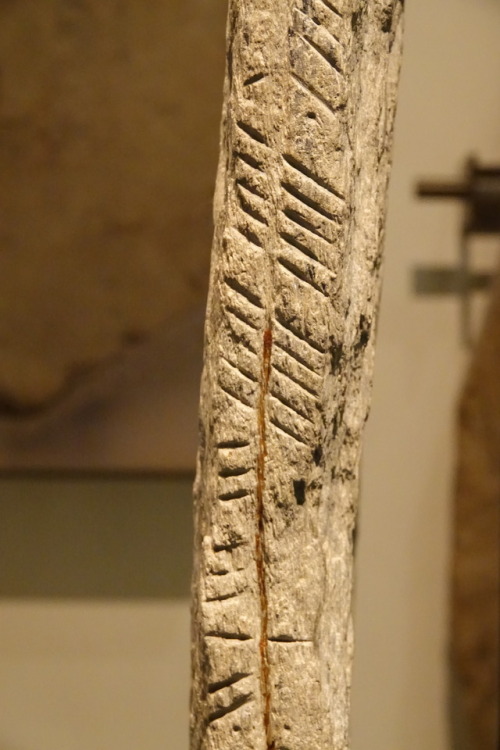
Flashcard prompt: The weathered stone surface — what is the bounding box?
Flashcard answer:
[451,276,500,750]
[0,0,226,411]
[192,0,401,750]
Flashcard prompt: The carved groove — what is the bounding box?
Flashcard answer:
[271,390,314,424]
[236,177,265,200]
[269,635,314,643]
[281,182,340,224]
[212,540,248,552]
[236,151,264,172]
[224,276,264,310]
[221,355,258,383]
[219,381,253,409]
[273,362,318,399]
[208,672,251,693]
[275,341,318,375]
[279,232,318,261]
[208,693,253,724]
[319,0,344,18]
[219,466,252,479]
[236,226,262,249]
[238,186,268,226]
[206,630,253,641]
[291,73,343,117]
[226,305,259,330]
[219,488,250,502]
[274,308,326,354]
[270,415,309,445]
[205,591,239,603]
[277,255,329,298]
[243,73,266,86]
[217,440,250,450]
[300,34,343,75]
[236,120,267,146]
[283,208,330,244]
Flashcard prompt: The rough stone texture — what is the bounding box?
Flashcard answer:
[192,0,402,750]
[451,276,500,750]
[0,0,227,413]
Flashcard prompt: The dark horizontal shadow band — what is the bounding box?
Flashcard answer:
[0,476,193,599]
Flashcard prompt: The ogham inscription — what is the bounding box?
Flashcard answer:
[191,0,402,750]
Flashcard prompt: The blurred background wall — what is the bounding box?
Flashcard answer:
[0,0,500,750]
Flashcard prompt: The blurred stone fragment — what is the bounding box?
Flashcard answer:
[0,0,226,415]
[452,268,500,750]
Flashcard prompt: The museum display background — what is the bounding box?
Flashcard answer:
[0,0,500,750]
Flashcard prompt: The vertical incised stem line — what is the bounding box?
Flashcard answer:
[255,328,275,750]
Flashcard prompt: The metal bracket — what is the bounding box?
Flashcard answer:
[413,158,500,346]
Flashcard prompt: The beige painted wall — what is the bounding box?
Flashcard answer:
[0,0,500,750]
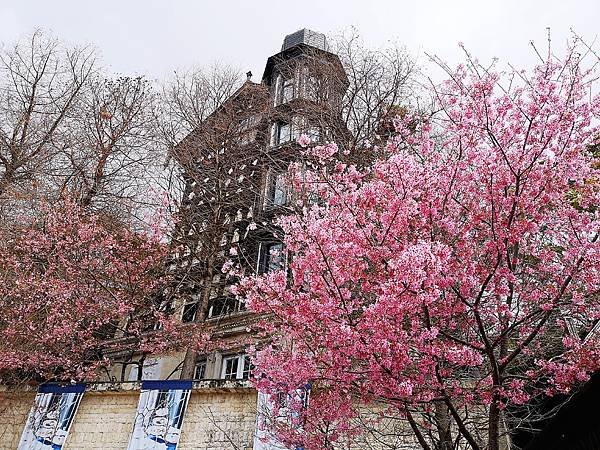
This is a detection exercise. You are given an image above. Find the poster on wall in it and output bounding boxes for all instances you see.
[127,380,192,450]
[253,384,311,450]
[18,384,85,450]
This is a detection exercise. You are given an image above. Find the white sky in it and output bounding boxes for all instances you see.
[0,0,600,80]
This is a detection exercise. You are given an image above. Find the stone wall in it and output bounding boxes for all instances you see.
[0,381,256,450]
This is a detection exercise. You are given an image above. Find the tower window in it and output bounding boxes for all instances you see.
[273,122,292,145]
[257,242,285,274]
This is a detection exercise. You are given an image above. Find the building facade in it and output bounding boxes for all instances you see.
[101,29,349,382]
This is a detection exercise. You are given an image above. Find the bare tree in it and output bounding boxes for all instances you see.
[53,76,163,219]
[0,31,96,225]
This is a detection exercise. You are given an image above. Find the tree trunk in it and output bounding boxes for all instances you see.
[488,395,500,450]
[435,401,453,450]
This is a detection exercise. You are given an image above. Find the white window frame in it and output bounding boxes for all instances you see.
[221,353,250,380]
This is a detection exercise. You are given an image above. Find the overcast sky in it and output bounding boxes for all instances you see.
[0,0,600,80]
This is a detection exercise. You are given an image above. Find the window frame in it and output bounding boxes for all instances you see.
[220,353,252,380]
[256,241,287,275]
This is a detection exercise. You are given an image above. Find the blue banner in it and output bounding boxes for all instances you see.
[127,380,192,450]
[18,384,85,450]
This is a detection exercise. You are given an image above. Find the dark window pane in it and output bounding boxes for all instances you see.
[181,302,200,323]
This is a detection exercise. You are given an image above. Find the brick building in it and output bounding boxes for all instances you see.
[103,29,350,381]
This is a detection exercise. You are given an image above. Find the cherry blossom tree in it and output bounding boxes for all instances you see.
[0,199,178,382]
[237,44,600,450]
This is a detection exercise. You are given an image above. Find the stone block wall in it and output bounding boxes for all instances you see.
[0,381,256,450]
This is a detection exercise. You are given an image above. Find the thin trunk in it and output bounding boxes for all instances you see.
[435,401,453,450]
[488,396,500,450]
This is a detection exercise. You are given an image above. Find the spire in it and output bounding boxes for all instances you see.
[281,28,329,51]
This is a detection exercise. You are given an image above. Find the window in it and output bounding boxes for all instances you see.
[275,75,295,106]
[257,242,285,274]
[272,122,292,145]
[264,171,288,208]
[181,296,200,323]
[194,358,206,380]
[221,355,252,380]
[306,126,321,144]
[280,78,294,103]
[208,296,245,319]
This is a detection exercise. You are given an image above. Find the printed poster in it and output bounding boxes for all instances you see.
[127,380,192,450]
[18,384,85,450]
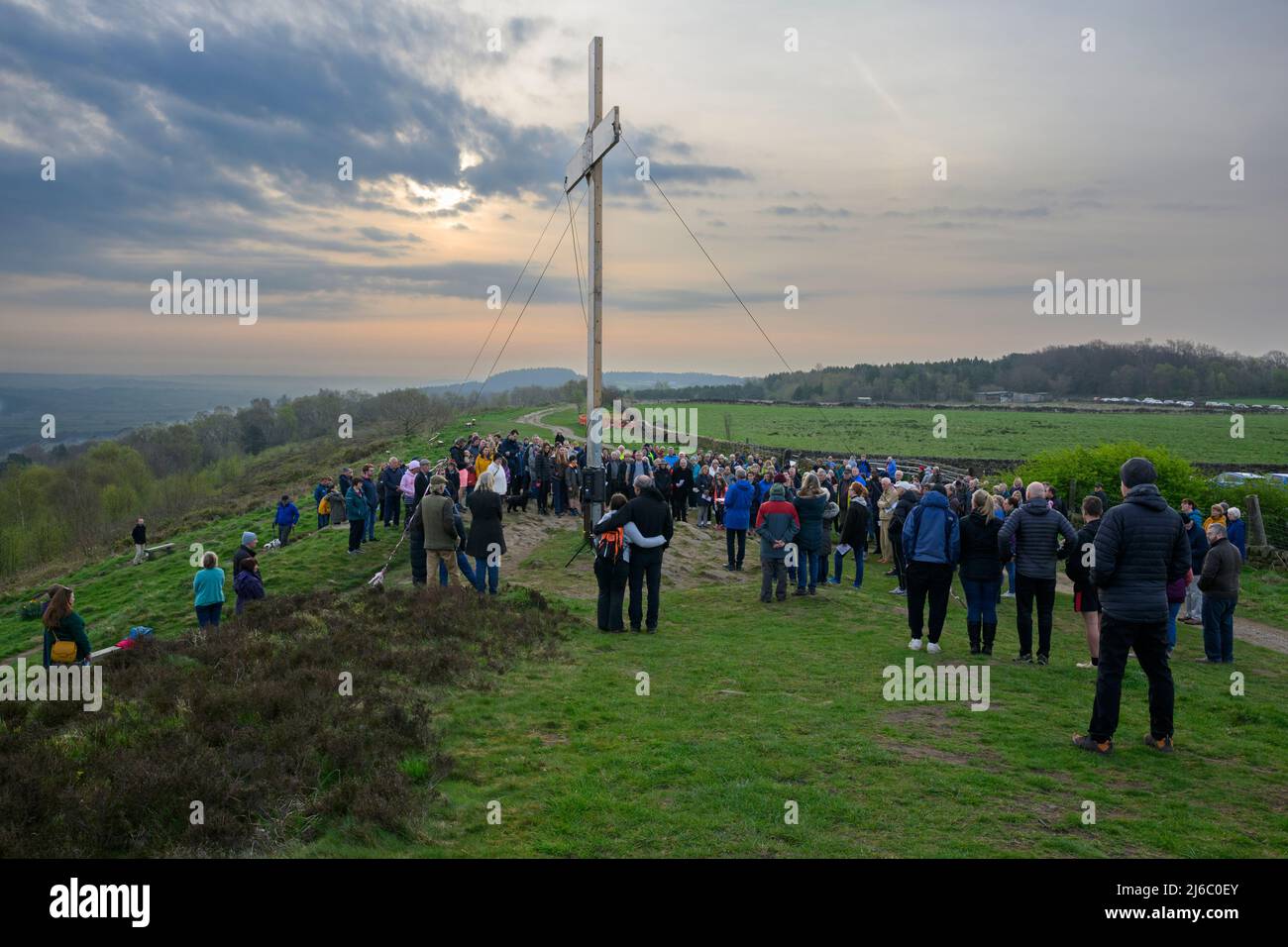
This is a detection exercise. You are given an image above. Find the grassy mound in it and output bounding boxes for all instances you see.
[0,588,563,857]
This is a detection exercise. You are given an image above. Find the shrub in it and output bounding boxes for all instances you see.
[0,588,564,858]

**WHAT YOU ARE ASKED TO DO**.
Render every line of the entries above as a Markdown table with the columns Row and Line, where Row holds a running number and Line holds the text of that line. Skip blank lines and leave the pictures out.

**EXERCISE RESPONSE**.
| Row | Line |
|---|---|
| 1 | Flashcard prompt: The weathered stone surface — what is the bounding box? |
| 2 | Flashcard answer: |
| 3 | [451,276,500,750] |
| 4 | [0,0,226,411] |
| 5 | [192,0,401,750] |
| 6 | Flashcard prompt: The carved groove — what is the bounding box? |
| 7 | Flashcard answer: |
| 8 | [271,390,314,424] |
| 9 | [236,177,265,200] |
| 10 | [269,635,314,643] |
| 11 | [281,182,340,224] |
| 12 | [212,540,248,552] |
| 13 | [236,151,264,172] |
| 14 | [224,276,264,310] |
| 15 | [221,355,258,383] |
| 16 | [219,381,253,409] |
| 17 | [273,362,318,399] |
| 18 | [208,672,251,693] |
| 19 | [275,341,318,375] |
| 20 | [279,232,318,261] |
| 21 | [208,693,253,724] |
| 22 | [319,0,344,18] |
| 23 | [219,466,252,479] |
| 24 | [236,226,262,249] |
| 25 | [238,186,268,226] |
| 26 | [206,630,253,641] |
| 27 | [291,73,343,117] |
| 28 | [226,305,259,330] |
| 29 | [219,488,250,502] |
| 30 | [274,308,326,354] |
| 31 | [270,415,309,445] |
| 32 | [205,591,239,603] |
| 33 | [277,255,329,298] |
| 34 | [243,73,266,86] |
| 35 | [217,440,250,450] |
| 36 | [300,34,343,75] |
| 37 | [236,120,267,146] |
| 38 | [283,208,330,244] |
| 39 | Flashcard prompt: The rough stone texture — what is the bounding box? |
| 40 | Flashcard answer: |
| 41 | [192,0,402,750] |
| 42 | [451,276,500,750] |
| 43 | [0,0,227,413] |
| 44 | Flashcard prompt: The dark horizontal shadow band — what is the bounding box? |
| 45 | Flashcard answer: |
| 46 | [0,476,193,599] |
| 47 | Flashcard prompt: The ogham inscription — what is the bounding box? |
| 48 | Flashcard answer: |
| 49 | [191,0,402,750] |
| 50 | Flashcard prompt: The blurred background wall — what is the bounding box? |
| 51 | Flashcard answer: |
| 52 | [0,0,500,750] |
| 53 | Flashcard prompt: The blurred stone fragment — what is the bounding box? |
| 54 | Flashcard answer: |
| 55 | [0,0,226,415] |
| 56 | [452,268,500,750] |
| 57 | Flashcard prompt: The museum display background — what is the bounding box? |
| 58 | Flashcard answer: |
| 59 | [0,0,500,750] |
| 60 | Flashcard prompt: The vertical incised stem line — what is the bounding box? |
| 61 | Flashcard answer: |
| 62 | [255,328,275,750] |
| 63 | Flashcard prompt: The metal bracket — what is the bounding box? |
| 64 | Flashcard answer: |
| 65 | [413,158,500,346] |
| 66 | Flashcard prompt: The beige painted wall — what is the bounding box? |
| 67 | Flashcard answer: |
| 68 | [0,0,500,750] |
| 69 | This is a detection exercise. You are given an image above. Find the poster on wall in it and output bounding boxes for all instances you see. |
| 70 | [127,380,192,450] |
| 71 | [253,384,311,450] |
| 72 | [18,384,85,450] |
| 73 | This is a detection exercise. You are given an image above. Find the white sky in it and output bounding boxes for all instances you see. |
| 74 | [0,0,600,80] |
| 75 | This is a detection exercise. You are given an image above. Find the stone wall in it and output bounding boxes for all instances you see. |
| 76 | [0,381,256,450] |
| 77 | This is a detection exercise. You are given an image above. Find the tower window in it and output bounding boxes for all instances you see. |
| 78 | [273,122,292,145] |
| 79 | [257,242,285,274] |
| 80 | This is a detection exercise. You are given an image above. Find the building facade in it and output bounding boxes for all instances you see. |
| 81 | [101,29,349,382] |
| 82 | This is a detection exercise. You are given an image above. Find the bare tree in it and output bounding boxes for all instances you see. |
| 83 | [53,76,163,219] |
| 84 | [0,31,96,225] |
| 85 | This is a detection exercise. You are given an image above. Find the tree trunk in it and output bounding boxes for all instances you see. |
| 86 | [488,395,500,450] |
| 87 | [435,401,453,450] |
| 88 | This is a detection exercise. You are given an image above. Find the white window frame in it and output bounding boxes for all instances you see. |
| 89 | [221,353,250,380] |
| 90 | This is a detection exercise. You are given an image above. Find the overcast sky in it and output bounding boxes for all instances you see. |
| 91 | [0,0,600,80] |
| 92 | This is a detection exercise. You are given an image above. Find the window frame in it and output bounding boxes for all instances you see. |
| 93 | [220,353,252,380] |
| 94 | [256,241,287,275] |
| 95 | This is a detection exercise. You are given an image above. Find the blue banner in it and output bounding boxes for all instances you see. |
| 96 | [127,380,192,450] |
| 97 | [18,384,85,450] |
| 98 | This is a detection exercise. You are given an image above. Find the dark window pane in it and output bounding boxes for all instances you see. |
| 99 | [181,302,200,323] |
| 100 | This is a detection exercise. You are given an image above. Find the brick building in it and output bounding boxes for all instances you see. |
| 101 | [103,29,350,381] |
| 102 | This is a detection exercise. You are given an image above. Find the cherry blossom tree in it and output bounding boxes for all instances you see. |
| 103 | [0,199,178,382] |
| 104 | [237,44,600,450] |
| 105 | This is a detection exercise. You are given an image above. Find the stone block wall in it and output bounding boxes for all instances you see. |
| 106 | [0,381,256,450] |
| 107 | This is a detection exercise. You are given an image above. Find the thin trunk in it and output bounding boxes for all instances you see. |
| 108 | [435,401,453,450] |
| 109 | [488,396,500,450] |
| 110 | This is a detection exercise. You are given an image above. Find the spire in it and output bounding boxes for all instances you see. |
| 111 | [281,28,329,51] |
| 112 | This is a detection exercise. You are given an image above. Find the window in it and output bounding boxes for all instances you see. |
| 113 | [275,75,295,106] |
| 114 | [257,242,285,274] |
| 115 | [272,122,292,145] |
| 116 | [264,171,288,208] |
| 117 | [181,296,200,323] |
| 118 | [194,358,206,380] |
| 119 | [221,355,252,380] |
| 120 | [306,126,321,144] |
| 121 | [280,78,294,103] |
| 122 | [208,296,245,319] |
| 123 | This is a detection exercise. You are given an image above. Find the printed poster in it and output bounding boxes for all instances you see. |
| 124 | [127,380,192,450] |
| 125 | [18,384,85,450] |
| 126 | This is a detection exercise. You are given an image above. Find the grassy mound in it and output bounding boxes for all instances you see. |
| 127 | [0,588,563,857] |
| 128 | This is a detection exercise. You are given an image above. Find the shrub in it and output bounding boxes for all instances you see. |
| 129 | [0,588,564,858] |